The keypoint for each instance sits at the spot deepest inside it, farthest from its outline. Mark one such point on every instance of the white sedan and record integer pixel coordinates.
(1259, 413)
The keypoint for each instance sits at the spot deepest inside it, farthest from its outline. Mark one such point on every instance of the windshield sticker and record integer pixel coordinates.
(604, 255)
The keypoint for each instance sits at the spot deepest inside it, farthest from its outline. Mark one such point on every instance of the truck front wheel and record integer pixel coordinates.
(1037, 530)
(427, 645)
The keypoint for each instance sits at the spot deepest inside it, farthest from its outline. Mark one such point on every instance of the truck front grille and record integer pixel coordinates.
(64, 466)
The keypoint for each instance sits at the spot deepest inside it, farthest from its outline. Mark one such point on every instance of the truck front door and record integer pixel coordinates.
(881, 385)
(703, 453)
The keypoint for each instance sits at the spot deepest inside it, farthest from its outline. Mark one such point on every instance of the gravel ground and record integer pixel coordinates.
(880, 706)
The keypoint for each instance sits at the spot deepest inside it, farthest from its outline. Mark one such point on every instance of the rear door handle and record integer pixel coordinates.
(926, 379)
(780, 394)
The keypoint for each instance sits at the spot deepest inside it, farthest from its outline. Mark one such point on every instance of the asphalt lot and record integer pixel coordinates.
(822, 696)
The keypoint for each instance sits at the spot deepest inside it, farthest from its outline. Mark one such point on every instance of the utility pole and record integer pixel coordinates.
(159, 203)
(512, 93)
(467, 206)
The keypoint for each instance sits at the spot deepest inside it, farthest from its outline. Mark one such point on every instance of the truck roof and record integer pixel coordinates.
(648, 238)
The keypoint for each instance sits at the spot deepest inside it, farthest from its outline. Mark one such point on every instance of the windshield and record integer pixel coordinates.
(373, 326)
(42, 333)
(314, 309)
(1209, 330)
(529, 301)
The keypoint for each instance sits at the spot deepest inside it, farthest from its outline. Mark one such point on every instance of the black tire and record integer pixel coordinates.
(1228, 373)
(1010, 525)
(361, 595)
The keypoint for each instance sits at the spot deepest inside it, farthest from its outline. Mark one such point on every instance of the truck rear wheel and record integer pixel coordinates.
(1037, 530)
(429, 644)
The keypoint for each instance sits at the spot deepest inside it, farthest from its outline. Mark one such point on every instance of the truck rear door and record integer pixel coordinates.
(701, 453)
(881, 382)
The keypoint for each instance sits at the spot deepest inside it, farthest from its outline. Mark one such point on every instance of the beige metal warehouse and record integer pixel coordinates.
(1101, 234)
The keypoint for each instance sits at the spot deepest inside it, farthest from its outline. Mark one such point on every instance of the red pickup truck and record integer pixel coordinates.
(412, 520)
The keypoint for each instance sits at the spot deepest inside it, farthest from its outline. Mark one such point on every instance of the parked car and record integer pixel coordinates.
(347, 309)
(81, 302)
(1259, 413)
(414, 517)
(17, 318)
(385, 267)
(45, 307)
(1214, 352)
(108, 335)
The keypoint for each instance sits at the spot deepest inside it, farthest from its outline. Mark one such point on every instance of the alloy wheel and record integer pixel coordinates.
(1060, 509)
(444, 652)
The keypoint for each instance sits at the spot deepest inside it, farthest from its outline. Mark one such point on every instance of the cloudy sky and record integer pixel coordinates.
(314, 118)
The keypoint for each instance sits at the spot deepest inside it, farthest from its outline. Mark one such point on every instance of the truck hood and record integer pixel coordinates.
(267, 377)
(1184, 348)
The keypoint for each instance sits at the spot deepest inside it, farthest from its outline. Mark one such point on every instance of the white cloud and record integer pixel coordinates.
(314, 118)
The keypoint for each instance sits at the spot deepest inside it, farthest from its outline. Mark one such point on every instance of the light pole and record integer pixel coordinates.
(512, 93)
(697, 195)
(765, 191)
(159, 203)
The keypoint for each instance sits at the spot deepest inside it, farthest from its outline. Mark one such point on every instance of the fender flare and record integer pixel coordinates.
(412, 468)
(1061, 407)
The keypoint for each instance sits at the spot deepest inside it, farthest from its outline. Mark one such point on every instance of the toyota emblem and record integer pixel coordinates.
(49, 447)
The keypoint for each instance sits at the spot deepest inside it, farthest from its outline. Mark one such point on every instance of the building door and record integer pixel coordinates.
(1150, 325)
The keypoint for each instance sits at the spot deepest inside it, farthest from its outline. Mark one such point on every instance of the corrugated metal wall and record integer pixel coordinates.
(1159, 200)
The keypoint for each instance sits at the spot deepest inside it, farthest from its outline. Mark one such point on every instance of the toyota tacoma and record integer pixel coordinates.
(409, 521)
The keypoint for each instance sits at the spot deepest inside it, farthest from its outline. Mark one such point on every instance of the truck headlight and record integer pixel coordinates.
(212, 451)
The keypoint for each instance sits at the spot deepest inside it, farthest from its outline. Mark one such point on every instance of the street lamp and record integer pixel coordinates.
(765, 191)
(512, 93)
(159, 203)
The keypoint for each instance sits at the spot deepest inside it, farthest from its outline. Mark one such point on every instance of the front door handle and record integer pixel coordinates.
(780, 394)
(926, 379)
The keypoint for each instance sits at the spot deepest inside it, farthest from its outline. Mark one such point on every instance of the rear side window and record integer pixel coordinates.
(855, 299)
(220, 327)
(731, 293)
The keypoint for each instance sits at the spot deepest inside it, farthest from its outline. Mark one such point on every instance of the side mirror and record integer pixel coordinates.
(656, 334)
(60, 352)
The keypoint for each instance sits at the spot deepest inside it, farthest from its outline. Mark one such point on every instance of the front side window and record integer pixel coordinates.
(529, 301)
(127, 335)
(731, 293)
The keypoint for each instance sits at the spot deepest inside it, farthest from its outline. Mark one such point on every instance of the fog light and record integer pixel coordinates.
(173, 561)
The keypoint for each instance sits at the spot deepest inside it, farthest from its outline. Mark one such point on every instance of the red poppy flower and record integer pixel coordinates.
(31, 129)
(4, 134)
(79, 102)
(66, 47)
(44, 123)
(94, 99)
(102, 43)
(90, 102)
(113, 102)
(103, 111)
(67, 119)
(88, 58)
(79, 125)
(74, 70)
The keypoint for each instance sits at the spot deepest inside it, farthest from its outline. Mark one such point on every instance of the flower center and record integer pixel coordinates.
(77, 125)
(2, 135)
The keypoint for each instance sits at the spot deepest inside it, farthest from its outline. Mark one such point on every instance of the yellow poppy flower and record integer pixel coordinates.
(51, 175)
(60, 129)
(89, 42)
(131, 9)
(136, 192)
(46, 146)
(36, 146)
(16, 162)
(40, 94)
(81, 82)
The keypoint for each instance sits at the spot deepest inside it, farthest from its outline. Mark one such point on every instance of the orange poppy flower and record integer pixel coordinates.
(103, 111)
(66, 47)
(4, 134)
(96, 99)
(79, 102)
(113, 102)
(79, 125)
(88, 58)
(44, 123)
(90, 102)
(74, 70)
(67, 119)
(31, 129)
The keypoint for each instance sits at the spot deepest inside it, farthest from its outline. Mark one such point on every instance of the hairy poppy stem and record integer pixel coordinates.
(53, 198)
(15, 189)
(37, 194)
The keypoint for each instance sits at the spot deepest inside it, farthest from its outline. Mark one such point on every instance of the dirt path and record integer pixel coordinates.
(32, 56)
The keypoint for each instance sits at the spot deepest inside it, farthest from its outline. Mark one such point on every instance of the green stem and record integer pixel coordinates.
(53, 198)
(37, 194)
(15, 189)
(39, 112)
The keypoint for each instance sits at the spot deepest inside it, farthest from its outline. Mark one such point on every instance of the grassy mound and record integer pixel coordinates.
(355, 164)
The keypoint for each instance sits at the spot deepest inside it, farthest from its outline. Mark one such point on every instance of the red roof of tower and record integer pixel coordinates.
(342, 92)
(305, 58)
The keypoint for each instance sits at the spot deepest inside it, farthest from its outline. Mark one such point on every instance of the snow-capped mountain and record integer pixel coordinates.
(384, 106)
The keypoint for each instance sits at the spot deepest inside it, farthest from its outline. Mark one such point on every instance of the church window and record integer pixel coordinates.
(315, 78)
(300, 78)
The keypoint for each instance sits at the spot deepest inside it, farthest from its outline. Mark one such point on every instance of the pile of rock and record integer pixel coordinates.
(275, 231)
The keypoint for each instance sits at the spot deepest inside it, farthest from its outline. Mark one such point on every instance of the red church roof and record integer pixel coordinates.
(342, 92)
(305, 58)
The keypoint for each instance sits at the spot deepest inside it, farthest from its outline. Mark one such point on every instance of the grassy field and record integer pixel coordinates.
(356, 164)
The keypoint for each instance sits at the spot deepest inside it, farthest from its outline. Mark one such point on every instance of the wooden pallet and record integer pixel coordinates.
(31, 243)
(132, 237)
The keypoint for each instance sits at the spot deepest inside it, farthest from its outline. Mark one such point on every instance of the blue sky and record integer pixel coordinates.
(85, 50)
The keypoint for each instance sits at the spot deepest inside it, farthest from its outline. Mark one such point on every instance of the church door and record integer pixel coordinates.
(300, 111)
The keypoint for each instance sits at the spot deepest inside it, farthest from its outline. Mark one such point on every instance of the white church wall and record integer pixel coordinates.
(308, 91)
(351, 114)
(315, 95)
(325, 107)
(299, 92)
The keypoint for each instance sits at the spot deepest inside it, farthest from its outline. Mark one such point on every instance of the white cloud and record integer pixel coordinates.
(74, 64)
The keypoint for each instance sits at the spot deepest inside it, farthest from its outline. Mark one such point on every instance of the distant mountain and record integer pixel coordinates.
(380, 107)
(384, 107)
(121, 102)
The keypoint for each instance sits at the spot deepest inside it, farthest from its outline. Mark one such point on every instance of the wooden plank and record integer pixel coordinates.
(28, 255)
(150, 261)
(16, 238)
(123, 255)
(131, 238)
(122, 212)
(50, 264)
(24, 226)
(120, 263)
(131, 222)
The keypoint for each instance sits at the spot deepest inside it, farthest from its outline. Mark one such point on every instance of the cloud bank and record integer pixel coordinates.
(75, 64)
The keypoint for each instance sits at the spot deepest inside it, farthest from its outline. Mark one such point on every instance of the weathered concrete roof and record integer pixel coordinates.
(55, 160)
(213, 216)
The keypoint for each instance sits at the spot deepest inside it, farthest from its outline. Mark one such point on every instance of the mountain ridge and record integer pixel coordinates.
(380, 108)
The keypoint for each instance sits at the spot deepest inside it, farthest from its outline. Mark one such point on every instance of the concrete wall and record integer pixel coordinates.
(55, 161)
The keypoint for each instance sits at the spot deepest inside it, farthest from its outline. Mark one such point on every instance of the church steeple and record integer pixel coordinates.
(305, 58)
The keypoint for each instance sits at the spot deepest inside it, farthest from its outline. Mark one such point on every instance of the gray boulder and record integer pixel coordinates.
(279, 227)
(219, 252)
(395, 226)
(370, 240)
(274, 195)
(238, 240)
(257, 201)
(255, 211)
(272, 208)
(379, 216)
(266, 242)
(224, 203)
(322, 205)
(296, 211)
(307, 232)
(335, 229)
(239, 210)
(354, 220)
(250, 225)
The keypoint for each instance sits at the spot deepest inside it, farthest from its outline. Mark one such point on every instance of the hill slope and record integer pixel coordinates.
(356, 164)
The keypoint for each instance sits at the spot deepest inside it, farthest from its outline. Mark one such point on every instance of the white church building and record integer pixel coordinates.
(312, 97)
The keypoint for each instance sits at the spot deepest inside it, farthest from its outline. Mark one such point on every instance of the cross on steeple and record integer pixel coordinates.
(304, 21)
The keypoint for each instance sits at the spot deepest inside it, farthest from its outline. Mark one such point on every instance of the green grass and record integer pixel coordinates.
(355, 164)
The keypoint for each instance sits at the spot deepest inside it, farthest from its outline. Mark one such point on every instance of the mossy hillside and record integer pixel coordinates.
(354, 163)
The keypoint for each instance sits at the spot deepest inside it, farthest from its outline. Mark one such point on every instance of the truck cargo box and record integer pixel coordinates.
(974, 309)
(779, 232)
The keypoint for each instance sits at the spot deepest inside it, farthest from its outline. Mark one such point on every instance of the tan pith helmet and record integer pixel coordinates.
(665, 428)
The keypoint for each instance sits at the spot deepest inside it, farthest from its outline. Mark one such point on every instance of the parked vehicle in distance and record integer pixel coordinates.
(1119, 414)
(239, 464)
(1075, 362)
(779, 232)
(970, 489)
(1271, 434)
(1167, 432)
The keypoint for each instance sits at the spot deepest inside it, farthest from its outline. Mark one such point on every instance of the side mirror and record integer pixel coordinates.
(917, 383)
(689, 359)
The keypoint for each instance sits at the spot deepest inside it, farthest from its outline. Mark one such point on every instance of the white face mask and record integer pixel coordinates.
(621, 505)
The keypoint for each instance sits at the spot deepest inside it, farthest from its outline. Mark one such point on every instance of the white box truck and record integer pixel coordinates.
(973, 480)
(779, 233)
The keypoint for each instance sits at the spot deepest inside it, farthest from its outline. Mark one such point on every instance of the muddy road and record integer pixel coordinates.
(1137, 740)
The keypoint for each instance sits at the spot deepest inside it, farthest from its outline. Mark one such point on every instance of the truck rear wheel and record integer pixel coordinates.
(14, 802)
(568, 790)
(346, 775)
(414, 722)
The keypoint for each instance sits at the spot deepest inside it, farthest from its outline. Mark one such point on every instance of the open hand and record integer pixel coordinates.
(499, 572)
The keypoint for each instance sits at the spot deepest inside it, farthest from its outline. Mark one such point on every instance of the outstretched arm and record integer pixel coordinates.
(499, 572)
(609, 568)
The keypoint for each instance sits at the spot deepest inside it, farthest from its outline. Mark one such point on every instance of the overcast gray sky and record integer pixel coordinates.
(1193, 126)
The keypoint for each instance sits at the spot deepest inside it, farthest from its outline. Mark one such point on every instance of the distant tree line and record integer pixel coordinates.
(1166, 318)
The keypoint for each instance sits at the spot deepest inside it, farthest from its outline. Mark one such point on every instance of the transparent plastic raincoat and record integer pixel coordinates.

★ ★ ★ ★ ★

• **Your objective**
Only those lines running from the one containing "box truck and record integer pixel coordinates." through the last line of the data above are to be copied, exactly, with both ends included.

• **Exercise response**
The keypoint for each instance sits at the spot deepest inside it, farthest from its outline. Mark one such point on every instance of the white box truck and record integer pixel coordinates.
(973, 480)
(779, 233)
The keypoint for each instance sits at the spot deepest inside it, farthest from its outline. Mark one such point on every instance of the muddy road and record integer pixel coordinates.
(1137, 740)
The keypoint for each instance sits at the spot deepest inside it, farthest from its outline. Mark one such point on every instance of the truck rear wheel and record integer pixel coordinates.
(14, 802)
(568, 790)
(346, 775)
(414, 722)
The keypoint for each instance sits at the spot deepest inside it, farthest from its outline. Mark one such point on every instance of the open hand and record integer pixel coordinates.
(499, 572)
The keypoint for each instance sits at the spot deepest inside it, farthest from its outline. Mark one such point on every instance of the outstretched arm and record integer pixel coordinates.
(499, 572)
(609, 568)
The keypoint for each instance sits at the spot deepest inside it, farthest from its outline. Mark one such point on every instance of the overcast gray sky and record integer pixel coordinates.
(1193, 126)
The keypoint for each instance sits at the spot deepest inside it, farthest from its outline. Mark one such point on every instance of the distant tree line and record integer pixel coordinates.
(1166, 318)
The keypoint for each instance sits at the spot deepest inside it, farthest from its outline. Mark one such point on every instance of the transparent plastic raincoat and record integer pixel coordinates.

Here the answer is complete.